YORUM | CUMALİ ÖNAL
Cumhurbaşkanı Recep Tayyip Erdoğan, Irak Şam İslam Devleti (IŞİD) örgütü lideri Ebu Hüseyin el Haşimi el-Kureyşi’nin MİT operasyonuyla etkisiz hale getirildiğini söyledi.
TRT Türk ile bazı televizyonların ortak yayınında konuşan Erdoğan, “Bu şahıs, Milli İstihbarat Teşkilatımızın Suriye’de gerçekleştirdiği bir operasyonla etkisiz hale getirildi” dedi.
Erdoğan operasyonun nerede gerçekleştirildiğini söylemezken, bazı Suriyeli kaynaklar Türkiye sınırının dibindeki Afrin’e bağlı Cinderes kasabasında operasyonun gerçekleştirildiğini öne sürdükleri bir evin görüntülerini paylaştı.
Erdoğan el Kureyşi’nin uzun süredir takip edildiğini de ileri sürdü.
Ancak şu ana kadar ne bağımsız kaynaklar ne de bölgede operasyon yapan ABD, Rusya, İran gibi güçlerle Suriye hükümeti, Kürt kaynakları, IŞİD ya da Türkiye yanlısı Suriyeli gruplar el Kureyşi’nin öldürüldüğünü teyit etmedi.
İktidar yanlısı medya da Erdoğan’ın bu açıklamasını hiç görmedi. Sosyal medyada iktidar yanlısı gelişmeleri köpürten troller de konuya pek değinmedi.
Peki Erdoğan bu açıklamayı neden yaptı?
Ortada gerçekten bir operasyon var mı? IŞİD’in dördüncü halifesi el Kureyşi öldürüldü mü? Yoksa bir dezenformasyon mu söz konusu? Bunların cevabını net olarak bilmiyoruz.
IŞİD son yıllarda hem ABD ve Kürtlerden hem de diğer radikal gruplardan aldığı ağır darbelerden sonra neredeyse komaya girmiş durumda. Operasyonel gücü hemen hemen hiç kalmadı. Uyuyan hücrelerinden bahsediliyor. Ancak gücünün ne düzeyde olduğu pek bilinmiyor.
Sadece Suriye’deki varlığını, IŞİD’in varlığına dayandıran ABD’nin zaman zaman ‘örgüt eylem hazırlığında’ türü açıklamalarının dışında örgütün esamesi okunmuyor.

• **Veri satırları**:
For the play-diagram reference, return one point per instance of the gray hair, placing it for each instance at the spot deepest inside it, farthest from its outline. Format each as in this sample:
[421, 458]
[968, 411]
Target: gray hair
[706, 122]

• **Verilen görev A**:
Yorum yazısında soru işaretiyle biten bütün cümleleri yazıdaki sırasıyla listeleyin.
• **Verilen görev B**:
Yorum yazısında "Erdoğan el Kureyşi’nin" sözlerinden başlayıp aşağıya doğru "konuya pek değinmedi." sözlerine kadar uzanan bölümün tamamını aynen aktarın.

• **Sonuç A**:
1. Peki Erdoğan bu açıklamayı neden yaptı?
2. Ortada gerçekten bir operasyon var mı?
3. IŞİD’in dördüncü halifesi el Kureyşi öldürüldü mü?
4. Yoksa bir dezenformasyon mu söz konusu?

• **Sonuç B**:
Erdoğan el Kureyşi’nin uzun süredir takip edildiğini de ileri sürdü.
Ancak şu ana kadar ne bağımsız kaynaklar ne de bölgede operasyon yapan ABD, Rusya, İran gibi güçlerle Suriye hükümeti, Kürt kaynakları, IŞİD ya da Türkiye yanlısı Suriyeli gruplar el Kureyşi’nin öldürüldüğünü teyit etmedi.
İktidar yanlısı medya da Erdoğan’ın bu açıklamasını hiç görmedi. Sosyal medyada iktidar yanlısı gelişmeleri köpürten troller de konuya pek değinmedi.